For the synthesis of CLT, we have devised a simple and convenient strategy based on aqueous deposition coprecipitation in which particles with a diameter of approximately 6–8 nm are obtained. The synthesized materials have been subjected to various characterization techniques, namely, XRD, XPS, UV–vis DRS, TEM, Raman spectroscopy, BET surface area analysis, and TPR. The structural and reduction behaviours of the resulting supported solid solutions have been systematically studied with the objective to better understand the influence of the support i.e., to identify whether titania remains as a spectator or it would direct specific catalytic behaviour. If the former is true, then the specific interactions that are observed from various characterization studies would have no effect on the catalytic behaviour. To accomplish this, the CO oxidation reaction has been carried out for CLT samples and compared with the unsupported ceria–lanthana (CL) sample. Interestingly, the CLT sample calcined at 773 K showed better activity for the oxidation of CO.

2. Experimental section

2.1 Material synthesis

The Ce_xLa_1−xO_2−δ/TiO₂ (CLT; TiO₂ : CeO₂ : La₂O₃ = 100 : 80 : 20 mol% based on oxides) sample was prepared by a deposition coprecipitation method using aqueous NH₃ solution. The precursors used in the preparation were Ce(NO₃)₃·6H₂O (Aldrich AR grade), La(NO₃)₃·6H₂O (Aldrich AR grade), and TiO₂-anatase powder (EU consortium, SA 49 m² g⁻¹). At first, the desired quantity of finely powdered titania was dispersed into 1000 mL deionized water and stirred for 1 h. Cerium nitrate and lanthanum nitrate were dissolved separately into deionized water and mixed together. Then under stirring conditions, the two solutions were thoroughly mixed and the whole mixture solution was diluted to 4000 mL with deionized water. Under vigorous stirring, diluted aqueous NH₃ solution was added dropwise to the mixture solution until pH reached ∼8.5. The resulting precipitate was washed several times to free from anion impurities followed by filtration. The obtained cake was oven dried for 12 h and finally calcined to various temperatures from 773 to 1073 K for 5 h at 5 K min⁻¹ to give oxide products. The unsupported Ce_xLa_1−xO_2−δ sample was also prepared by the same method. The required amounts of cerium(III) nitrate and lanthanum(III) nitrate were dissolved separately and then mixed together. Under vigorous stirring, aqueous NH₃ solution was added dropwise to the mixture solution until pH ∼8.5. After completion of precipitation, the obtained slurry was annealed at various temperatures, characterized and employed for catalytic evaluation.

2.2 Characterization studies

The synthesized catalyst samples were analyzed by X-ray diffraction using a Rigaku Multiflex instrument equipped with a nickel-filtered Cu Kα (0.15418 nm) radiation source and a Scintillation counter detector. The intensity data were collected over a 2θ range of 12–80° with a 0.02° step size and using a counting time of 1 s per point. The average crystallite size of the oxide phases was estimated with the help of the Scherrer equation and the lattice parameter was calculated by a standard cubic indexation method. The TEM-HREM studies were made on a JEM-2010 (JEOL) instrument equipped with a slow-scan CCD camera and at an accelerating voltage of 200 kV. Samples for TEM were prepared by crushing the materials in an agate mortar and dispersing them ultrasonically in ethyl alcohol. After dispersion, a droplet was deposited on a copper grid supporting a perforated carbon film and allowed to dry. The specimen was examined under vacuum at room temperature. Specific surface areas of the samples were determined by BET analysis of the nitrogen adsorption isotherms at liquid N₂ temperature (77 K) recorded on a SMART SORB–92/93 instrument via a thermal conductivity detector (TCD). Prior to the experiment, samples were degassed at 393 K for 2 h to remove any surface adsorbed residual moisture. The surface area is obtained by using desorption data.

# # #

In the opening paragraph of the text on ceria–lanthana catalysts, list every characterization technique named in the sentence beginning "The synthesized materials have been subjected to".

# # #

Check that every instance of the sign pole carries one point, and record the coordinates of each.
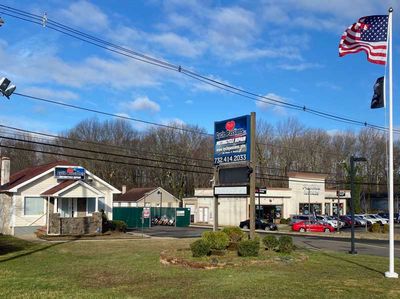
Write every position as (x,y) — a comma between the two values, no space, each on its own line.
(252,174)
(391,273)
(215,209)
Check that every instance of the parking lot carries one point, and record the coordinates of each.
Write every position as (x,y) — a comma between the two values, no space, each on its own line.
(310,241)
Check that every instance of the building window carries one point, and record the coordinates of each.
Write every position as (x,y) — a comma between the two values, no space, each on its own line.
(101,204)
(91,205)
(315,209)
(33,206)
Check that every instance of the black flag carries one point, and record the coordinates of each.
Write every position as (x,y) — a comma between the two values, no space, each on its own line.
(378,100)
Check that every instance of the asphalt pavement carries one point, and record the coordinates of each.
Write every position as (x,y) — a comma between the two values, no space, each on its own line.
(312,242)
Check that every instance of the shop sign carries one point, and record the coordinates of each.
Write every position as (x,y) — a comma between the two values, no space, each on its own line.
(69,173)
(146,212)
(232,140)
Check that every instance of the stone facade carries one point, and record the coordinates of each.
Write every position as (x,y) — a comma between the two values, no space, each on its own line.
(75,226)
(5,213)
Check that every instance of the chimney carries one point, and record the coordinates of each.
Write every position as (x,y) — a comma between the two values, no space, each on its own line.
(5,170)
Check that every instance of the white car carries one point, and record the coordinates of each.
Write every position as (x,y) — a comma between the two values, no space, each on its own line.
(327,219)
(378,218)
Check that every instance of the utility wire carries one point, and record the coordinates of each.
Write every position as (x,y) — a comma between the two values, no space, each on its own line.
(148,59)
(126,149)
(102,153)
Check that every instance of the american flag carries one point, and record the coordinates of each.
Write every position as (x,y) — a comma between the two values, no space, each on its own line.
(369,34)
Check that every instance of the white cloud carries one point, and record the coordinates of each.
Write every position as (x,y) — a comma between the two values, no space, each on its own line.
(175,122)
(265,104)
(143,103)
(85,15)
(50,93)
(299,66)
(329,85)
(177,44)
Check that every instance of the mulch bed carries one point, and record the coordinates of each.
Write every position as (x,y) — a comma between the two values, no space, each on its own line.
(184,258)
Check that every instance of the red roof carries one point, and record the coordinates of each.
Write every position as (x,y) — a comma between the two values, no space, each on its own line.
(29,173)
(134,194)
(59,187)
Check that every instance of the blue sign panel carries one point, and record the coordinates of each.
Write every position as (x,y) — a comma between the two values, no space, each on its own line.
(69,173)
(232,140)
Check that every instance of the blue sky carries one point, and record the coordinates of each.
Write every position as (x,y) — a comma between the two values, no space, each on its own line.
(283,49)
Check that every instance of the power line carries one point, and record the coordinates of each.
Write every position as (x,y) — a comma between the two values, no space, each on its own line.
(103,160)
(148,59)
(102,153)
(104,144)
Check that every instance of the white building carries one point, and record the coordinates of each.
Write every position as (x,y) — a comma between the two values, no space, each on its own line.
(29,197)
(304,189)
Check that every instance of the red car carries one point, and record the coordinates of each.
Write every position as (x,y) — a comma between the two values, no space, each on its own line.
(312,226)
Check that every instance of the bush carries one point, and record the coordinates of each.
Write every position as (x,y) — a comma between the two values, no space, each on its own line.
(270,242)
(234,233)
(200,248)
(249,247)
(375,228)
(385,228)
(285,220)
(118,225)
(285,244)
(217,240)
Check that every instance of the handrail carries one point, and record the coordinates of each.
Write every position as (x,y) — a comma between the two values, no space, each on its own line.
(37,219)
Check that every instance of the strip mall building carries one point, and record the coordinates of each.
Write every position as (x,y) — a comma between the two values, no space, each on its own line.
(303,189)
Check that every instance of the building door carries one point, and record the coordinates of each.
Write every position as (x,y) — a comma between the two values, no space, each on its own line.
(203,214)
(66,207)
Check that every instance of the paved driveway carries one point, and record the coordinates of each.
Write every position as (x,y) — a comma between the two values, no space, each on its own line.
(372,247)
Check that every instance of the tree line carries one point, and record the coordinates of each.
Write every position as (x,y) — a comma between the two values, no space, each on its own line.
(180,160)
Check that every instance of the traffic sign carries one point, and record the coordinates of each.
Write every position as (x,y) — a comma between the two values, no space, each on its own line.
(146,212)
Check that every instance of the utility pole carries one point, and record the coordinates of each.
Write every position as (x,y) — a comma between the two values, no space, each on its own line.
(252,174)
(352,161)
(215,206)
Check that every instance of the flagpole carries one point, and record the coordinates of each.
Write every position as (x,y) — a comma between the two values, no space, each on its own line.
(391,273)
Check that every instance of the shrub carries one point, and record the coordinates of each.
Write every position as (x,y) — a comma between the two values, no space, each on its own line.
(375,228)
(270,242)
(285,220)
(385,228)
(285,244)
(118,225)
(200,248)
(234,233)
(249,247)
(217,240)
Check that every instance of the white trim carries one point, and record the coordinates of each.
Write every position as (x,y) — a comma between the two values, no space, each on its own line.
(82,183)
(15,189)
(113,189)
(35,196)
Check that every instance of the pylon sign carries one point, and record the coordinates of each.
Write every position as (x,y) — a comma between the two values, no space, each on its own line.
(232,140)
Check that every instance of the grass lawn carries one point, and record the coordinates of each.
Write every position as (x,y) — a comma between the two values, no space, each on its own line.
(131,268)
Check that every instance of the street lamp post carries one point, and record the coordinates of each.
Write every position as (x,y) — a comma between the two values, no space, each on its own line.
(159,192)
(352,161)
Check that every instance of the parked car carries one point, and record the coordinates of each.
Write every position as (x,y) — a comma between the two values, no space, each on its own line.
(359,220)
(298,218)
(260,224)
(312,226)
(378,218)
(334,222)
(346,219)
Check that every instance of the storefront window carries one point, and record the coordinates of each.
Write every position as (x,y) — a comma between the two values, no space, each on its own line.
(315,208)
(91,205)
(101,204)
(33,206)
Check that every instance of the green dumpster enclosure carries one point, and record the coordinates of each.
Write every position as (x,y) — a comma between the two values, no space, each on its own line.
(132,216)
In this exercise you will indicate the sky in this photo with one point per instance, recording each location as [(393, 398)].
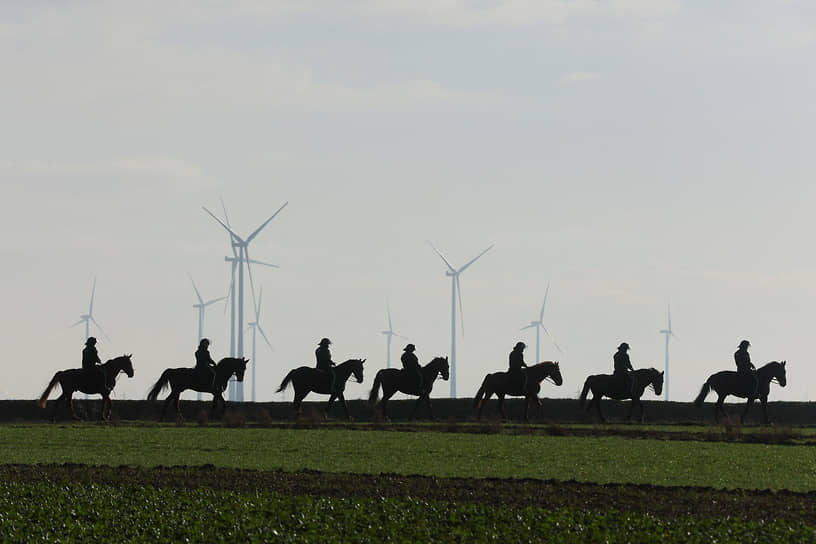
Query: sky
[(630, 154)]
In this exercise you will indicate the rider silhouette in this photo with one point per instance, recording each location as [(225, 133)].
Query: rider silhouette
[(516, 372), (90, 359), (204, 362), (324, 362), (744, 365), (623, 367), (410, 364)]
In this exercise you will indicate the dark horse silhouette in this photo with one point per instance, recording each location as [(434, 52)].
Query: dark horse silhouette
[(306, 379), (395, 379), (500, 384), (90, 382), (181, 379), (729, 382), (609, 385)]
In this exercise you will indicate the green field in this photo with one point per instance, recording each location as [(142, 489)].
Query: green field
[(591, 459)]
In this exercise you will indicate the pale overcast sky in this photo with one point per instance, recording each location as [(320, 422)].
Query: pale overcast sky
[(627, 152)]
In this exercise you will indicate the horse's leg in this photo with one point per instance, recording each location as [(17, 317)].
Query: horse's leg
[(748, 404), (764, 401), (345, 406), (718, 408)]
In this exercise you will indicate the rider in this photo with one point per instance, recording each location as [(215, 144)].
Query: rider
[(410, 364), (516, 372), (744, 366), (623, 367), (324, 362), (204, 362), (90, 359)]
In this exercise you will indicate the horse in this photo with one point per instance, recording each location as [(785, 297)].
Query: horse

# # #

> [FULL RESPONSE] XRD, XPS, UV–vis DRS, TEM, Raman spectroscopy, BET surface area analysis, TPR